## Data for this exercise
# # # # # # #
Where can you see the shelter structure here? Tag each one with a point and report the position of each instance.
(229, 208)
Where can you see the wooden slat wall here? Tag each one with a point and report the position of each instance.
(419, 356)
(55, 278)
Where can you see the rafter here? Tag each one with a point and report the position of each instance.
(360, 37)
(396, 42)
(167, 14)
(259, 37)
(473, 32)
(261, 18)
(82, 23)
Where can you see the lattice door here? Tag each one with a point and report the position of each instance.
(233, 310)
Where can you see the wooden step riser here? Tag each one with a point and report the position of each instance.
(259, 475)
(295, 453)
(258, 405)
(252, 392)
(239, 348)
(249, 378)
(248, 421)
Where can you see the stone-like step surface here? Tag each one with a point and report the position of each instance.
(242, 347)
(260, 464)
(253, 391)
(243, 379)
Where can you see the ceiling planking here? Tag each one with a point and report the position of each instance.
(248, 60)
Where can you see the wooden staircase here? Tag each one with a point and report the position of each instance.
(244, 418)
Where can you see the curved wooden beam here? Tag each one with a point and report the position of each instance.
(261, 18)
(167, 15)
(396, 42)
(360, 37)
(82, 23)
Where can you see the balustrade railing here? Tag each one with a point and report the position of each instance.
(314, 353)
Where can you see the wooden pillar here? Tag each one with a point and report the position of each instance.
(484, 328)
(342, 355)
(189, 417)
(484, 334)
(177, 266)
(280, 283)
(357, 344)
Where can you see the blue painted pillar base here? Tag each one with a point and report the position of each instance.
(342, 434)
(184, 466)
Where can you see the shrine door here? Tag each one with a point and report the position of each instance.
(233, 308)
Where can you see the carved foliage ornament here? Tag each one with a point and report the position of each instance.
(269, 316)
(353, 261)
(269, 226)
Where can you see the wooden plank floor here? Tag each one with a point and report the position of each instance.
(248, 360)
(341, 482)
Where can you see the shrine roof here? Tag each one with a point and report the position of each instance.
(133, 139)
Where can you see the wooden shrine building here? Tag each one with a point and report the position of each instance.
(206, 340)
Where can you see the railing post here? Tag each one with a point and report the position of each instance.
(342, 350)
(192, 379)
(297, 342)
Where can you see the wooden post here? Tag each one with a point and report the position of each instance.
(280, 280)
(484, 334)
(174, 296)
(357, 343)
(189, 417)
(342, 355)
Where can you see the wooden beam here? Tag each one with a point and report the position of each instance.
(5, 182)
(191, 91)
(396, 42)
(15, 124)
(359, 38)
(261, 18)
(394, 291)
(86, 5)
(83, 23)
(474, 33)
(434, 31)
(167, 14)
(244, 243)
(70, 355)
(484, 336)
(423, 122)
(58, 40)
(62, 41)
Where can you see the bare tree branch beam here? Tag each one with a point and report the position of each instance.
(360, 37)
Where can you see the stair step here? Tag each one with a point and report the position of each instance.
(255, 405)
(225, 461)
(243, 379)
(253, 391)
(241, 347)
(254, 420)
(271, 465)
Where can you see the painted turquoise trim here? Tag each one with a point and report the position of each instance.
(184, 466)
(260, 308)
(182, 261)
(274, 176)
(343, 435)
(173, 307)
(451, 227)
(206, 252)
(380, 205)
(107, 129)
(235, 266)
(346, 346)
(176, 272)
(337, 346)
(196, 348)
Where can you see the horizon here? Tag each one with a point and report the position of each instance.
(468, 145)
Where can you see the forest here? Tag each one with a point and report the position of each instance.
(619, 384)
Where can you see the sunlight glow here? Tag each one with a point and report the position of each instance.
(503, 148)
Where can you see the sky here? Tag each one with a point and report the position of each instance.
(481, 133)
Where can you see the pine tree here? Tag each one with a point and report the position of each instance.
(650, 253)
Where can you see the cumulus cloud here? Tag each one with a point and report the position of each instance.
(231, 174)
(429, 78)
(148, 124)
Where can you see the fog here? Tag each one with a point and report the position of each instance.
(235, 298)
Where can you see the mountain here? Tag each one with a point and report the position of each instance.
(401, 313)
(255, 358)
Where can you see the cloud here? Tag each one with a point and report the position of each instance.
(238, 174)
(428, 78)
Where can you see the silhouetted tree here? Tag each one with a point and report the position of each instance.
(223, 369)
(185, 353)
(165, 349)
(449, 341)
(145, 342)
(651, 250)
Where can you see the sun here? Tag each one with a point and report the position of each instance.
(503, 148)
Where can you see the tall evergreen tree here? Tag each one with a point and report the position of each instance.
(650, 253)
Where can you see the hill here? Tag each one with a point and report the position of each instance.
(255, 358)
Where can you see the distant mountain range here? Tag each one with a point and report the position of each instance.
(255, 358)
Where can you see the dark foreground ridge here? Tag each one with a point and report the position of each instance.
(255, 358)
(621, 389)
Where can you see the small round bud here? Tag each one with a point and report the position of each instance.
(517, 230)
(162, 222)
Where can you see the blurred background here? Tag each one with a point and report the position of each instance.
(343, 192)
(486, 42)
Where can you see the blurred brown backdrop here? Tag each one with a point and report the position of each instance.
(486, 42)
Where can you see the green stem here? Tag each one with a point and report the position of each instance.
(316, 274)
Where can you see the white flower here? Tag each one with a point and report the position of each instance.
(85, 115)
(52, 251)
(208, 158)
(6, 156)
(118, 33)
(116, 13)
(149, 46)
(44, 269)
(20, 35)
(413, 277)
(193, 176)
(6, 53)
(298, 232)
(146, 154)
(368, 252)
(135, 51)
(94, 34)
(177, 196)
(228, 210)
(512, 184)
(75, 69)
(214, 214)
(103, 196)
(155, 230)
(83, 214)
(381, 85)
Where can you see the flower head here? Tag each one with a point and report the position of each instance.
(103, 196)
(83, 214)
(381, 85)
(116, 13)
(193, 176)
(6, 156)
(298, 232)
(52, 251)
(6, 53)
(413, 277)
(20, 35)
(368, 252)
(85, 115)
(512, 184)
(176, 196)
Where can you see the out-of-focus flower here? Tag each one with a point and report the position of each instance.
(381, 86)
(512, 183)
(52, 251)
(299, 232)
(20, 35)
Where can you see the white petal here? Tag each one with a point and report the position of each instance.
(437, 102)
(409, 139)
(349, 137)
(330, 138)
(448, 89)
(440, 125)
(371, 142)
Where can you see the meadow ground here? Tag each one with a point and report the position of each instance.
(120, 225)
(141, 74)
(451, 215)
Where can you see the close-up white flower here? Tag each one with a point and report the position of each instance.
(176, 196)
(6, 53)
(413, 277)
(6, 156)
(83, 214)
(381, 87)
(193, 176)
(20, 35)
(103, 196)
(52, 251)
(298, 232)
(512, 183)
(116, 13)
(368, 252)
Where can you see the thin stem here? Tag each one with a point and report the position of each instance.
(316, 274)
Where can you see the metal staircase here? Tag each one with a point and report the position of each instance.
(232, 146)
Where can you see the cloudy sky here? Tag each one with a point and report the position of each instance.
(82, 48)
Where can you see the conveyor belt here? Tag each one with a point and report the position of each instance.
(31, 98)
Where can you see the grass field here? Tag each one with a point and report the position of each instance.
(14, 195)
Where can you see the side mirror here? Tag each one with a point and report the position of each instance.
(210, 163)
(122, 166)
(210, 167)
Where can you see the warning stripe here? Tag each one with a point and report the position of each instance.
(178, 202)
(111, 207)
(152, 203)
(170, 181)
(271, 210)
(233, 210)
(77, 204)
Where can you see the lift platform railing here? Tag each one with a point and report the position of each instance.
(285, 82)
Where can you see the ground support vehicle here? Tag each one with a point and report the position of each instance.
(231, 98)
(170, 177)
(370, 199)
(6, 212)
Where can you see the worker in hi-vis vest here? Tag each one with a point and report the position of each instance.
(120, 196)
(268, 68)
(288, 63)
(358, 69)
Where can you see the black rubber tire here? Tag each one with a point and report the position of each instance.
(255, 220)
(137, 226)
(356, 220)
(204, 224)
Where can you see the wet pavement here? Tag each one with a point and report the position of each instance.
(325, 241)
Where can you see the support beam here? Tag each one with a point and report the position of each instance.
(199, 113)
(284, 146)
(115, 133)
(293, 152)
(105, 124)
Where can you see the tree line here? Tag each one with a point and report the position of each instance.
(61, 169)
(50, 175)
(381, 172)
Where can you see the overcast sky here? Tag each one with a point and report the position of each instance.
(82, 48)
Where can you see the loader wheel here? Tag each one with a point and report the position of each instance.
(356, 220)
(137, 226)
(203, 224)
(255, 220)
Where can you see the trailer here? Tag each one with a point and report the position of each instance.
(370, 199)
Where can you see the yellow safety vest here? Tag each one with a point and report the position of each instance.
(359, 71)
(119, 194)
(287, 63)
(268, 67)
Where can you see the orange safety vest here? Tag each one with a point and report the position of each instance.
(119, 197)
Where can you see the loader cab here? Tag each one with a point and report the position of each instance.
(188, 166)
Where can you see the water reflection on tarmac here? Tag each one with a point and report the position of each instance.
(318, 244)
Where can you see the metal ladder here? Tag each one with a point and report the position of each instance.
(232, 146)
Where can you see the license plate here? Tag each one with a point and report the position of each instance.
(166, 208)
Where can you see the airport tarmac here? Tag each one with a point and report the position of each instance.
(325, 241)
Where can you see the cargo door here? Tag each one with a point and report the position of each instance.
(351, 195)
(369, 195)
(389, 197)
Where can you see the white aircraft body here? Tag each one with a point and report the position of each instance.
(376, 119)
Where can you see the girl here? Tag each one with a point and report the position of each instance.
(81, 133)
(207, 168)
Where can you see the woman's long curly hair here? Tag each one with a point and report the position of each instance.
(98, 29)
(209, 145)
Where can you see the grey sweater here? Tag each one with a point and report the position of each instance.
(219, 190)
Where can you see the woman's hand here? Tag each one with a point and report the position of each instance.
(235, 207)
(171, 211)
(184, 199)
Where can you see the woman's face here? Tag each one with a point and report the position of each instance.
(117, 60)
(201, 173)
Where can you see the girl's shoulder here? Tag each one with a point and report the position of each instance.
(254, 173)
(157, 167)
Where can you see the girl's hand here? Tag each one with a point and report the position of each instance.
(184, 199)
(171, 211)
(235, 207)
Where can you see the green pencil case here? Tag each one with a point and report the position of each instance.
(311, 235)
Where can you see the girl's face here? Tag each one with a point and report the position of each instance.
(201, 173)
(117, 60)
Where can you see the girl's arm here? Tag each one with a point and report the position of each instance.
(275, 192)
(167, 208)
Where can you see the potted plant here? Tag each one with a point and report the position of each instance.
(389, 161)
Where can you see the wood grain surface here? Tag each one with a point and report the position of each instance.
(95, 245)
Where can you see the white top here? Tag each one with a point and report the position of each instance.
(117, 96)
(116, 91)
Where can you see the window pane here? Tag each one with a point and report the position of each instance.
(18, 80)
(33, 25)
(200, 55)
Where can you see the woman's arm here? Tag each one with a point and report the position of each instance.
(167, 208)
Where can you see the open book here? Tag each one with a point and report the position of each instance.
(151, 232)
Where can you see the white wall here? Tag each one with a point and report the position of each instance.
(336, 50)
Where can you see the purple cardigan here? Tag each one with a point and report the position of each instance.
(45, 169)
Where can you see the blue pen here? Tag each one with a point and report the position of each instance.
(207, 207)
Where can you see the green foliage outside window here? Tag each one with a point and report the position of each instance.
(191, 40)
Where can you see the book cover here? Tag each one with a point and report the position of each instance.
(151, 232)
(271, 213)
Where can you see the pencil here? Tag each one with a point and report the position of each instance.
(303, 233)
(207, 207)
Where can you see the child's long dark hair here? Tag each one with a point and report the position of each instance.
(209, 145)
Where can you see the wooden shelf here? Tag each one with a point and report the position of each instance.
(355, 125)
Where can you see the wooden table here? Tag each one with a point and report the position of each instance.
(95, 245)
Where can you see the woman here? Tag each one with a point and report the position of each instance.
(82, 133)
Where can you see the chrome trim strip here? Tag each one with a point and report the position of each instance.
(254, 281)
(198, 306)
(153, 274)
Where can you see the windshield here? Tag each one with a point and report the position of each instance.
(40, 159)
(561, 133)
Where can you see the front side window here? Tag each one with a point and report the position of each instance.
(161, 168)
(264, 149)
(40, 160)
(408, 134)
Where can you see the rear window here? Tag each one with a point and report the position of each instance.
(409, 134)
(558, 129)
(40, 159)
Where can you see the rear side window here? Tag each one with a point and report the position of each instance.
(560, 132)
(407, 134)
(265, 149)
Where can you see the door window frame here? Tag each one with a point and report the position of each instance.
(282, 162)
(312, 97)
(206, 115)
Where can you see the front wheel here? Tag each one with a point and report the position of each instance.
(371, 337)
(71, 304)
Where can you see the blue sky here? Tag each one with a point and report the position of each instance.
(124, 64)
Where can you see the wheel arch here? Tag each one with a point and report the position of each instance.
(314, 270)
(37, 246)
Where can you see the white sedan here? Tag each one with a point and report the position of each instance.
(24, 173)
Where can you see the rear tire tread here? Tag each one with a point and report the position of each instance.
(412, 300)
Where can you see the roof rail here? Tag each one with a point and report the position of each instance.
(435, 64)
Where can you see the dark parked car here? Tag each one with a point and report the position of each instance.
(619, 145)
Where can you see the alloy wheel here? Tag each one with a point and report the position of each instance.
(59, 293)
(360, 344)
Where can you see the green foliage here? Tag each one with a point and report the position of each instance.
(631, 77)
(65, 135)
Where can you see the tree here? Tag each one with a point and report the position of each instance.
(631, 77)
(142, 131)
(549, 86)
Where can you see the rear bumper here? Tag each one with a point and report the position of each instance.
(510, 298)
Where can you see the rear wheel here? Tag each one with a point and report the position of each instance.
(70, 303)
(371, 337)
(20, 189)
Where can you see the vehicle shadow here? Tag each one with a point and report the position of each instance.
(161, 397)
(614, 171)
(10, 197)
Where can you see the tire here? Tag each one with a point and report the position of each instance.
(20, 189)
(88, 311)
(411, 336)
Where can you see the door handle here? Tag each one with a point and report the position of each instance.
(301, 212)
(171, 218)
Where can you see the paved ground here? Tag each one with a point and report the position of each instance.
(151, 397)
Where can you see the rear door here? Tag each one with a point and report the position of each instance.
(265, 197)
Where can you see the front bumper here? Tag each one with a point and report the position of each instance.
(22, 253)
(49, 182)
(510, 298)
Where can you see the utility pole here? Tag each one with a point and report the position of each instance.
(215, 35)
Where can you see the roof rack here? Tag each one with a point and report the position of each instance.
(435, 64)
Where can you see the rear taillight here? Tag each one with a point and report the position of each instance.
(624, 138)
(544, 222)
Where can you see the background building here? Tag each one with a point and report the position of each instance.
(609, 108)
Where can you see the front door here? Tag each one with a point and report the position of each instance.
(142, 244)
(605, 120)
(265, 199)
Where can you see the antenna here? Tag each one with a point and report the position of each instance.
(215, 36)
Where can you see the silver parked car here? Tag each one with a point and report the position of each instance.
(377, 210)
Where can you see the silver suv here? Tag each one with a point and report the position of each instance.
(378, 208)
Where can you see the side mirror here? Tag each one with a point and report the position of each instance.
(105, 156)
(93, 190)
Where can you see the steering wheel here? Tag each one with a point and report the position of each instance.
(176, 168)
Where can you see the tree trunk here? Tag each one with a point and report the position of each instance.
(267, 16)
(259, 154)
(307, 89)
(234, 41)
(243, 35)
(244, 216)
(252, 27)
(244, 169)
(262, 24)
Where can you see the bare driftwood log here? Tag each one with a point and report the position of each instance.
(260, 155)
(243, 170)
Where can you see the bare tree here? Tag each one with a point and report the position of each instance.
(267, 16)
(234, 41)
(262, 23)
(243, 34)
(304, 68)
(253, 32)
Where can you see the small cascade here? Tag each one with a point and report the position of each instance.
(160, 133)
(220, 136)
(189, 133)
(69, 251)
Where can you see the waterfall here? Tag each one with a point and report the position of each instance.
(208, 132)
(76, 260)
# # # # # # #
## Stated task
Take every line from the one containing "Where can you see the background" to the end of the listing and output it exactly, with nothing else.

## Solution for this task
Where can you see the background building here? Tag each one with a point and report the position of each instance.
(609, 108)
Where can you see the front door here? Tag each one with a point and report the position of each instance.
(142, 244)
(605, 120)
(265, 199)
Where can you see the antenna here? Tag each one with a point and report the position of each instance.
(215, 36)
Where can you see the silver parked car here? Tag each one with a point and report the position of each instance.
(377, 210)
Where can you see the silver suv here? Tag each one with a point and report the position of each instance.
(378, 208)
Where can you see the side mirror here? Tag each one with a point and report the position of each instance.
(105, 156)
(93, 190)
Where can you see the steering wheel here? Tag each one with a point and report the position of each instance.
(176, 168)
Where can you see the tree trunk here? Tag each one with a point and report the position of each instance.
(267, 16)
(259, 154)
(307, 89)
(234, 41)
(243, 35)
(244, 216)
(252, 27)
(244, 169)
(262, 24)
Where can you see the bare driftwood log here? Tag each one with a point and report the position of each instance.
(260, 155)
(243, 170)
Where can you see the bare tree here? Tag each one with a point and report the position of each instance.
(267, 16)
(234, 41)
(262, 23)
(243, 34)
(304, 68)
(253, 32)
Where can you see the small cascade here? Tag each one with a point and report the position of each instance.
(160, 133)
(220, 136)
(189, 133)
(69, 251)
Where can you see the waterfall here? Tag each one with a point and report the position of each instance.
(208, 132)
(76, 260)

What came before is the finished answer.